TASKS TO CARRY OUT |
A - Translate the sentence "At that time, the First World War was over and the Bank of England (the Bank) was focused on re-establishing the Gold Standard, as well as the international importance of the City of London and pound sterling." from the speech on the gold price centenary into French.
B - Copy the part of the speech on the gold price centenary starting with "Our first historical" and going on through "would be sold.", changing nothing.

Issue 95
A Price Benchmark for the Ages
We reproduce here the speech which Rachel delivered on 12 September, 2019 at the reception to commemorate the centenary of the London gold price. Fittingly it was held at the fourth New Court, the offices of Rothschild & Co in the heart of the city, built on the site of the second New Court where the gold auction took place for much of the last 100 years.
It is a both a pleasure and honour to be here. I first encountered the London Gold Fix in Timothy Green’s books 20 years ago, or the LBMA Gold Price as it is currently known. Since then, I have spent a great of deal of time both researching and writing about the history of this auction. I never imagined that when I began my research that I would be here on its centenary. My excitement has been so great that my friends have had to listen to me talk about this event – more than once. As might be expected of good friends, they were very happy for me. At the same time, I know they were slightly perplexed by the idea of a gold price having a birthday party.
As I prepared for this talk, I reflected on my friends’ genuine curiosity about this event and the questions it raised about the significance of the LBMA Gold Price and its historical antecedent, ‘the Gold Fix’. Taking their perspective – and they are people who have little knowledge of the LBMA Gold Price – I heard them saying: “You can find gold prices everywhere – from the shops with ‘We Buy Gold’ signs to gold industry focused websites. What makes this one different?”
My answer to their question has two parts. First, over the last 100 years, this small but mighty auction has played important roles in the global financial system. Second, in these roles, it has produced a publicly visible, prominent and trusted price, whose significance has extended far beyond the transactions upon which it was based.
The first world war was over and the bank was focused on re-establishing the gold standard as well as the international importance of the city of London and pound sterling
I will elaborate on these 2 points as I provide a broad overview of the history of this auction, with a particular focus on the development of the ritualistic form that it has been associated with for much of the 20th century.
Our first historical stop – and a very fitting one for a birthday celebration – is the start of the auction in 1919. At that time, the First World War was over and the Bank of England (the Bank) was focused on re-establishing the Gold Standard, as well as the international importance of the City of London and pound sterling. As part of these objectives, the Bank felt it was critical to ensure that the London gold market, which was closed during the war, be returned to its pre-war stature. Toward this objective, the Bank arranged for the world’s largest gold producer – South Africa – to market its gold in London (Ally 1994). It then asked the firm acting as the agent for the South African gold producers, N M Rothschilds & Sons – or ‘Rothschilds’ – to chair the market in which this precious metal would be sold.

DATASET SECTION |
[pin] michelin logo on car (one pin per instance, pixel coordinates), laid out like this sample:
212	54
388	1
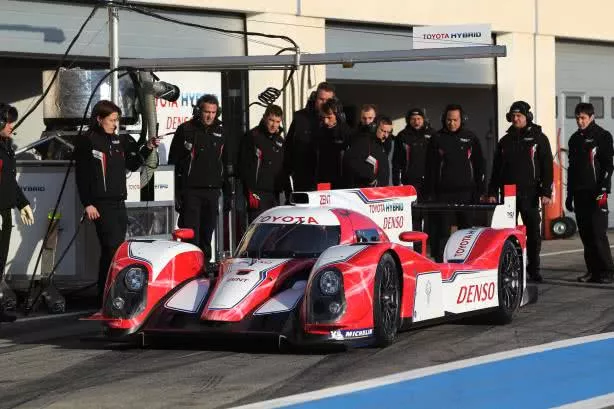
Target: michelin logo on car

ANSWERS FOR THIS EXERCISE |
A - À cette époque, la Première Guerre mondiale était terminée et la Banque d'Angleterre (la Banque) s'attachait à rétablir l'étalon-or, ainsi que l'importance internationale de la City de Londres et de la livre sterling.

B -
Our first historical stop – and a very fitting one for a birthday celebration – is the start of the auction in 1919. At that time, the First World War was over and the Bank of England (the Bank) was focused on re-establishing the Gold Standard, as well as the international importance of the City of London and pound sterling. As part of these objectives, the Bank felt it was critical to ensure that the London gold market, which was closed during the war, be returned to its pre-war stature. Toward this objective, the Bank arranged for the world’s largest gold producer – South Africa – to market its gold in London (Ally 1994). It then asked the firm acting as the agent for the South African gold producers, N M Rothschilds & Sons – or ‘Rothschilds’ – to chair the market in which this precious metal would be sold.